● **Text excerpt**

Considering the severe infectiousness of Mtb, M. smegmatis mc2155, the model bacteria of Mtb widely used in TB-related studies, was utilized in this study. M. smegmatis were grown in Luria-Bertani (LB) medium containing 0.05% Tween 80 (Sigma-Aldrich). Culture media were incubated for 48 h at 37 °C at 120 r/min in a shaker incubator, and the growth was monitored by measuring the absorbance at OD600 nm using a spectrophotometer (Bioteck Eon, Winooski, VT).

In vitro antibacterial activity test using M. smegmatis

All the virtual screening hits were initially screened against the M. smegmatis strain at a single concentration of 10 μM in triplicate in a 96-well plate. The active compounds which exhibited more than 80% inhibition at 10 μM were further tested for minimum inhibitory concentration (MIC) using the broth microdilution assay. The 96-well plates were incubated at 37 °C for 48 h and the growth was monitored by measuring the absorbance at OD600 nm using a spectrophotometer (Bioteck Eon, Winooski, VT). The MIC and MIC50 are defined as the concentrations at which >99 and 50% bacterial growth can be inhibited in contrast to the drug-free control plates, respectively. Furthermore, the bactericidal effects (minimum bactericidal concentration, MBC) of the active compounds were assessed. A total of 0.1 mL of M. smegmatis suspension from each well tested at the concentrations ≥MIC were plated onto LB agar medium, and the resulting bacterial counts were counted after 7 days of incubation at 37 °C. The MBC is defined as the minimal concentration at which at least 99% of the viable counts are effectively reduced compared with the drug-free control plates. INH was used as the positive control.

In vitro antibacterial activity test using Mtb

The antitubercular activities of the compounds were evaluated by using previously reported procedures against the autoluminescent Mtb H37Ra strain [39, 40]. Bacteria growth was conveniently monitored by means of the bioluminescence intensity. RLU-based minimum inhibitory concentration (MICMtb) is defined as the lowest concentration that can inhibit >90% RLUs compared with the negative control.

Overexpression and purification of DprE1

DprE1 (Rv3790) was coexpressed with chaperones from Escherichia coli (GroES) and Mtb (CPN60.2) in E. coli BL21 (DE3). BL21 cells were grown at 37 °C in LB broth (Sigma) supplemented with chloromycetin (100 μg/mL) and kanamycin (50 μg/mL). When the OD600 nm value of the culture reached 0.6, the expressions of DprE1 and chaperones were induced by 119 μg/mL isopropyl-β-D-thiogalactopyranoside and 250 μg/mL arabinose, followed by incubation overnight at 16 °C. The cells were then harvested and resuspended in 40 mL of 60 mM NaH2PO4 (pH 8), 300 mM NaCl, and 10 mM imidazole (buffer A), supplemented with EDTA-free protease inhibitor mixture (Roche). The suspension was sonicated and centrifuged (27,000 × g, 30 min, 4 °C), and the supernatant passed through a preequilibrated (buffer A) 1-mL Ni-NTA Resin (Thermo Scientific™; USA). The protein was eluted with a 50–300 mM gradient of imidazole. The purity of the protein was checked by SDS-page gel. The protein was stored at −80 °C until used.

● **Dataset content**
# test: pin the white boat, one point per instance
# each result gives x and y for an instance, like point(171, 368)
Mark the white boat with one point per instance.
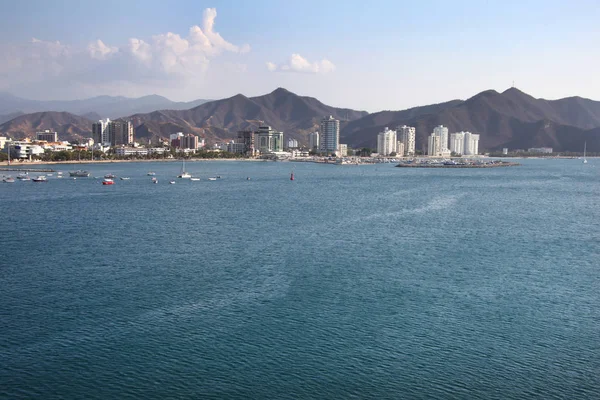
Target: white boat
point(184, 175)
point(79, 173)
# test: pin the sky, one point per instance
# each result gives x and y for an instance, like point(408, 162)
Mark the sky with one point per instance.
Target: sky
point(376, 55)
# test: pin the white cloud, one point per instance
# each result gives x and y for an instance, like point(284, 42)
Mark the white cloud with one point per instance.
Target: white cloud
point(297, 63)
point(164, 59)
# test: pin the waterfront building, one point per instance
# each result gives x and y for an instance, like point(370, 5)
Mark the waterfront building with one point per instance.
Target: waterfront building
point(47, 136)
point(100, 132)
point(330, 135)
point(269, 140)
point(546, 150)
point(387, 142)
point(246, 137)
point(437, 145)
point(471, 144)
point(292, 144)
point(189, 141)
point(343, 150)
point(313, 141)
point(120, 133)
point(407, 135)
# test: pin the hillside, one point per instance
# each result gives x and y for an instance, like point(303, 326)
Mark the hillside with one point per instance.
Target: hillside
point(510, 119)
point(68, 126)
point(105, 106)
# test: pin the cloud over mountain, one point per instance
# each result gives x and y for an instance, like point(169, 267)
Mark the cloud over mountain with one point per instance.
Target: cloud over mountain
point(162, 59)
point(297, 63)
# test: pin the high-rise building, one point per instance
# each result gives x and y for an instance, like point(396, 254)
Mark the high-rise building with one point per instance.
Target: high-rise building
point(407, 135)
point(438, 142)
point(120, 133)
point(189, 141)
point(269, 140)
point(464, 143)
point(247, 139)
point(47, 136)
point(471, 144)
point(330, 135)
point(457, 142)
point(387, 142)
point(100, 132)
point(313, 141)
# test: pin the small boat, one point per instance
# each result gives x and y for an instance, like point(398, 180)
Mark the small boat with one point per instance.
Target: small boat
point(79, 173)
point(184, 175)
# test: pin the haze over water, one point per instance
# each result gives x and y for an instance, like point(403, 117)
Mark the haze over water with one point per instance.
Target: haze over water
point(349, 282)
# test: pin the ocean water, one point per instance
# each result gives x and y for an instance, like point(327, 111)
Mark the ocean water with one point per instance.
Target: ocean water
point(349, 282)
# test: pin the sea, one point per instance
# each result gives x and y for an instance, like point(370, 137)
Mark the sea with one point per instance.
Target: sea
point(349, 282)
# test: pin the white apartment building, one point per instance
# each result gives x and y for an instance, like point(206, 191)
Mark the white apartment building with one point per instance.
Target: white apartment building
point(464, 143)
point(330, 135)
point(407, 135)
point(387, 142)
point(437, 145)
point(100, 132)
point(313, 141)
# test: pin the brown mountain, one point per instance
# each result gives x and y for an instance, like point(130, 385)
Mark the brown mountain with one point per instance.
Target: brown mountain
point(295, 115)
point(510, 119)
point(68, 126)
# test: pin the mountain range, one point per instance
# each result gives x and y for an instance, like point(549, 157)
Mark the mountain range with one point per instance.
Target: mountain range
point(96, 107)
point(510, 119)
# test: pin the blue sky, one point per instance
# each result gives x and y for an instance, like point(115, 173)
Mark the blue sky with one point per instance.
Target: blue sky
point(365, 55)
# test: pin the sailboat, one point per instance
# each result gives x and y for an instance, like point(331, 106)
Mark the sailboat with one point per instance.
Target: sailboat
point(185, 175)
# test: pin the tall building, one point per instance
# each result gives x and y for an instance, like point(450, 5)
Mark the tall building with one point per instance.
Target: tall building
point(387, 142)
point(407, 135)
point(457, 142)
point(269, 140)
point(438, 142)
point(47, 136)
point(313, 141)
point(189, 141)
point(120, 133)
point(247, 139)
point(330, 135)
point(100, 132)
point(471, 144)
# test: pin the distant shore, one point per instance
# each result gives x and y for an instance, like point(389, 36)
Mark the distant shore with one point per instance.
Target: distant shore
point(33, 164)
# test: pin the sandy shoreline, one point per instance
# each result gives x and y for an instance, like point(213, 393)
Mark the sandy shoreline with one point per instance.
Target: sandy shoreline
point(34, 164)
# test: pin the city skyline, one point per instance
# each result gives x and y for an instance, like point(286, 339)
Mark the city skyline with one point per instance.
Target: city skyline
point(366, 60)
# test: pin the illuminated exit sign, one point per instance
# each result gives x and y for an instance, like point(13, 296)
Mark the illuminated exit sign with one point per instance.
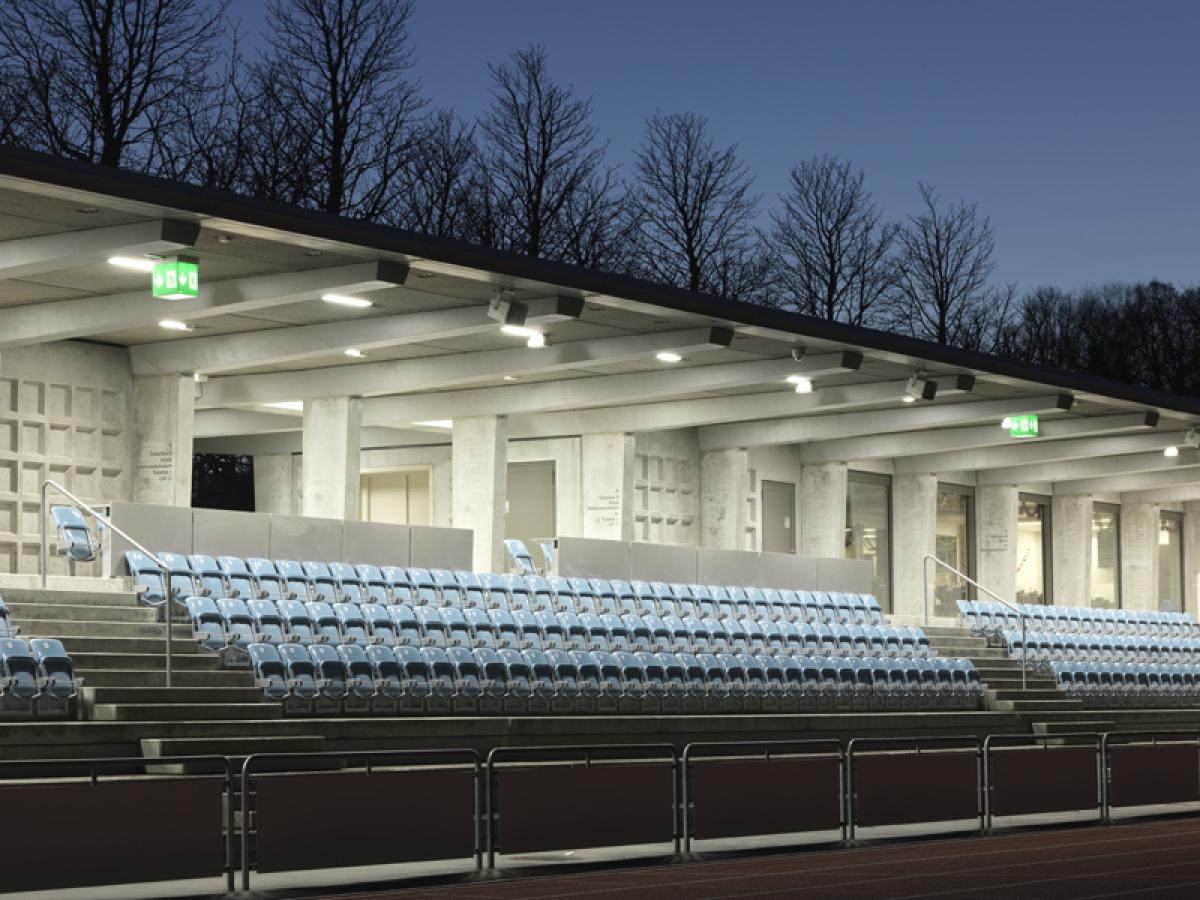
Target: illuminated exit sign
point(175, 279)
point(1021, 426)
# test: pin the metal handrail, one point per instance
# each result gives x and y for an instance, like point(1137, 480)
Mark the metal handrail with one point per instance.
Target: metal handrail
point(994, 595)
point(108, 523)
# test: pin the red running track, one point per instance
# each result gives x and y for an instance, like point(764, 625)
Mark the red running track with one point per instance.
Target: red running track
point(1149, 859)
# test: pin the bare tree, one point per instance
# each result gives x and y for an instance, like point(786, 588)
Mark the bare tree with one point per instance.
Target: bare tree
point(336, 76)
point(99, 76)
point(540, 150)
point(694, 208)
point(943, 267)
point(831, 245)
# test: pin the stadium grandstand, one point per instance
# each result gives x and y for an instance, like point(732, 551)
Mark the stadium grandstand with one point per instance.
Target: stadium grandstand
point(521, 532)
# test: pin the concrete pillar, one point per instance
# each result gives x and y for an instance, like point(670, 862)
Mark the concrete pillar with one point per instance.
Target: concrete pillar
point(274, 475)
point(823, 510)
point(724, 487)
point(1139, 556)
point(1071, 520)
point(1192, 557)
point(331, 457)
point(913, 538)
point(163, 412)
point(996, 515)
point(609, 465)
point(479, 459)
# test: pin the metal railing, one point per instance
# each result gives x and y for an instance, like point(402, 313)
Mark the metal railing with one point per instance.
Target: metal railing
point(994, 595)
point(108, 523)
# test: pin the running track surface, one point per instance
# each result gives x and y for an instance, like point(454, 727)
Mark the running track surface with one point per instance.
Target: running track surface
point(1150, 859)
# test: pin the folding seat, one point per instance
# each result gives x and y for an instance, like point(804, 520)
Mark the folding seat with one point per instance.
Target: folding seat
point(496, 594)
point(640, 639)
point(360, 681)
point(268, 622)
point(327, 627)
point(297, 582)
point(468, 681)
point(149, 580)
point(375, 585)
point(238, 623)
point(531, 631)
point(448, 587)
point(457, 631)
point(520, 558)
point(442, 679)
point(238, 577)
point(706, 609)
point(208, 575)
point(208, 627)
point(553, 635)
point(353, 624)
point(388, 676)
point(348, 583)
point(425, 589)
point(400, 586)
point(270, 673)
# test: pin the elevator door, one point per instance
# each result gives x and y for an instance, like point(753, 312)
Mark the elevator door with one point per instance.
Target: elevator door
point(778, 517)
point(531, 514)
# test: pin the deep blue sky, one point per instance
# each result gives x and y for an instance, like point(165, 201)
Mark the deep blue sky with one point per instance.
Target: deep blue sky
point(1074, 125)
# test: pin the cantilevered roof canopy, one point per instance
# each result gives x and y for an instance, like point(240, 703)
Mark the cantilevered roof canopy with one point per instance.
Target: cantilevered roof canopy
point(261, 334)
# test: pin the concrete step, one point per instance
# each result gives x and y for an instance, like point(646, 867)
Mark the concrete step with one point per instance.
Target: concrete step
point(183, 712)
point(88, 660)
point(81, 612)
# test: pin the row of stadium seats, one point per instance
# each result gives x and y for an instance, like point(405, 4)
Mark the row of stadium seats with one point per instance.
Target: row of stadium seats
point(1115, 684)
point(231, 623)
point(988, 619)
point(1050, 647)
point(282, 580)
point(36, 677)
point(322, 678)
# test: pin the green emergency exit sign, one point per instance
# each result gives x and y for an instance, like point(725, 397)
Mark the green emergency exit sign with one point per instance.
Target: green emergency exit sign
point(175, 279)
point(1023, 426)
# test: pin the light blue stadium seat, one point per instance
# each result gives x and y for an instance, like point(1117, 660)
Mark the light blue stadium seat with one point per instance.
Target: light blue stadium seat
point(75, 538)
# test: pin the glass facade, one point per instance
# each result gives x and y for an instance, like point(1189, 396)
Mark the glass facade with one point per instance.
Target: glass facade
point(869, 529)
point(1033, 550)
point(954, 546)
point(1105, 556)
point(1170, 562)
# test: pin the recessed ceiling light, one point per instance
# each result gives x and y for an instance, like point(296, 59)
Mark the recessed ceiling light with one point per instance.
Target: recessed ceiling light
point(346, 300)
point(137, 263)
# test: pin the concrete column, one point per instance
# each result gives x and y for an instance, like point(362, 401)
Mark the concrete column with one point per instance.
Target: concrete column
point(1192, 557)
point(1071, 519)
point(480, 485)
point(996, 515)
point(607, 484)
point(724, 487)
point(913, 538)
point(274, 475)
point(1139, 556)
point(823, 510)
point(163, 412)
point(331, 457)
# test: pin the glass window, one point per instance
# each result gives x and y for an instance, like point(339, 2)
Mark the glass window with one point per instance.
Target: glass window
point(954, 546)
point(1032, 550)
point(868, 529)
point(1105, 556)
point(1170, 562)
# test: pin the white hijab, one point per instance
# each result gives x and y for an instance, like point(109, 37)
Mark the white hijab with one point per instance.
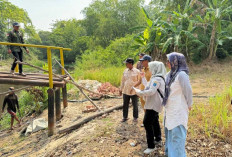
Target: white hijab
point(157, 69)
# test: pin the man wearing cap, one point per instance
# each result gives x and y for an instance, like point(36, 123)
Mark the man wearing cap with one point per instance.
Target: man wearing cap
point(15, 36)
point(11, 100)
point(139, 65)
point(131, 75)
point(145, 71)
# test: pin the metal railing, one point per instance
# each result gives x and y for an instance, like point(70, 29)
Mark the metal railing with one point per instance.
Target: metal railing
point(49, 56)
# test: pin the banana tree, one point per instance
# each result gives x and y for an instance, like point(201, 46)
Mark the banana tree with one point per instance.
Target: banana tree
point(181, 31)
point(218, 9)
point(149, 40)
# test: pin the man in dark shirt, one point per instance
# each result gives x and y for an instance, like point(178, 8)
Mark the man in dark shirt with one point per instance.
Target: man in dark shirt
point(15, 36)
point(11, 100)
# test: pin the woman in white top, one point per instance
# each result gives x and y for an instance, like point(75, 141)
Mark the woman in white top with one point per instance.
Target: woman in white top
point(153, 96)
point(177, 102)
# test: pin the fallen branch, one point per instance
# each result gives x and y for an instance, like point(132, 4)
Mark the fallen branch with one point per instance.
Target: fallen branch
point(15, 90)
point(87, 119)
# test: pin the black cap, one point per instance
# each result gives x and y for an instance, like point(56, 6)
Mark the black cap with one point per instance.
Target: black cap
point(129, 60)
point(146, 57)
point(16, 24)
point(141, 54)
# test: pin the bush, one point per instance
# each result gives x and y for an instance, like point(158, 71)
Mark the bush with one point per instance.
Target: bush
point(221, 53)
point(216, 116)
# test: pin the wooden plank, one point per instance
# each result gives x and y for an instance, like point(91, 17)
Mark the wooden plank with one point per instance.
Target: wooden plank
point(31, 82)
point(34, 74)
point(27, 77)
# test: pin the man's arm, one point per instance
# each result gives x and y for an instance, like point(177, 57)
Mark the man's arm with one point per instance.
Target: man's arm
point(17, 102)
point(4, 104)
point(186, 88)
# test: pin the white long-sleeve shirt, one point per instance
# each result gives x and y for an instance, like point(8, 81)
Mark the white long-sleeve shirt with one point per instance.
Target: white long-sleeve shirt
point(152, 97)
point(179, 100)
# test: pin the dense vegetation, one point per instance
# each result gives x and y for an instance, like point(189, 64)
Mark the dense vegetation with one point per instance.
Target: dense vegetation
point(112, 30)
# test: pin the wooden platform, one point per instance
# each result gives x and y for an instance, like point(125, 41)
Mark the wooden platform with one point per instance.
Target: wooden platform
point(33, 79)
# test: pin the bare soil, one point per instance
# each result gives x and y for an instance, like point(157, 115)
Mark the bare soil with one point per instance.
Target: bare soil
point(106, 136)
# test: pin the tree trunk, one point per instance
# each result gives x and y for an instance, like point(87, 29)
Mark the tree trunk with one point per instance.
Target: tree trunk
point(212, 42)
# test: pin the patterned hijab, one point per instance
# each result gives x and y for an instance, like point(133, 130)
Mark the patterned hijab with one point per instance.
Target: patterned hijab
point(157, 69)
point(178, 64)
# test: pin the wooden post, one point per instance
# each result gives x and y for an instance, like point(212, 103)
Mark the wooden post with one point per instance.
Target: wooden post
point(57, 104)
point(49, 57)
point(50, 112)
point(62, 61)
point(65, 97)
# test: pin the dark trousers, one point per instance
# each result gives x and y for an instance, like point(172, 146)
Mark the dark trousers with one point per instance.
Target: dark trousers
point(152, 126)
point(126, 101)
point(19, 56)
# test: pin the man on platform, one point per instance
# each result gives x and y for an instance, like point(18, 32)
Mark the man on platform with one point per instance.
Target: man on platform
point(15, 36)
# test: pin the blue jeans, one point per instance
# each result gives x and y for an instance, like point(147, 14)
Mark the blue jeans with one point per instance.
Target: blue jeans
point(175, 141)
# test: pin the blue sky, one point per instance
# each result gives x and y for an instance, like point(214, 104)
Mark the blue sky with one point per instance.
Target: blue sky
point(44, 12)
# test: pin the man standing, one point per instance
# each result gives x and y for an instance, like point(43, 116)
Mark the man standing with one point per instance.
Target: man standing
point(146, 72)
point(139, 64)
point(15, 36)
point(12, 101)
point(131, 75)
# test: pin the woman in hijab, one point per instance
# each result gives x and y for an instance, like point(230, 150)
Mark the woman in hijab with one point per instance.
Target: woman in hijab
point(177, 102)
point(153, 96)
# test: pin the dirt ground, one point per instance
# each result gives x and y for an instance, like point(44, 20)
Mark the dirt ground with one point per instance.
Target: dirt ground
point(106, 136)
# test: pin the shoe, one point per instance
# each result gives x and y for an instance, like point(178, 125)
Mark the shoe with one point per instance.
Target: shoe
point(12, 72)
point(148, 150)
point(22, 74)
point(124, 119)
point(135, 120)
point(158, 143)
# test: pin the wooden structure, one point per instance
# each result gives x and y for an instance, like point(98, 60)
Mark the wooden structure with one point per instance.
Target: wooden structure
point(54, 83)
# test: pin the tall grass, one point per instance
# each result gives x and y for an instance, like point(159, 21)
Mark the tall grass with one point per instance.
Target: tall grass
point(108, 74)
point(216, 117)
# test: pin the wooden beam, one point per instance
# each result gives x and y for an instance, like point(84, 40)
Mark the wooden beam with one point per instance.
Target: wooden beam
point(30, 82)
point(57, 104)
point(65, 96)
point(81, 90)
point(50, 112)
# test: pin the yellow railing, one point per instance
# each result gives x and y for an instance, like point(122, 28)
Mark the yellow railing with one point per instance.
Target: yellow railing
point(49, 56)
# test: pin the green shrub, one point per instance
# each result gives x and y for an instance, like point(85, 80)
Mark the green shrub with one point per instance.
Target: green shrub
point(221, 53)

● **Directions**
**1)** From the methods text above, set down the passage from "The antitubercular activities" to "the negative control.".
**2)** List every concentration measure that the methods text above defines, using the abbreviations it gives.

● **Task results**
**1)**
The antitubercular activities of the compounds were evaluated by using previously reported procedures against the autoluminescent Mtb H37Ra strain [39, 40]. Bacteria growth was conveniently monitored by means of the bioluminescence intensity. RLU-based minimum inhibitory concentration (MICMtb) is defined as the lowest concentration that can inhibit >90% RLUs compared with the negative control.

**2)**
MIC (minimum inhibitory concentration)
MIC50
MBC (minimum bactericidal concentration)
MICMtb (RLU-based minimum inhibitory concentration)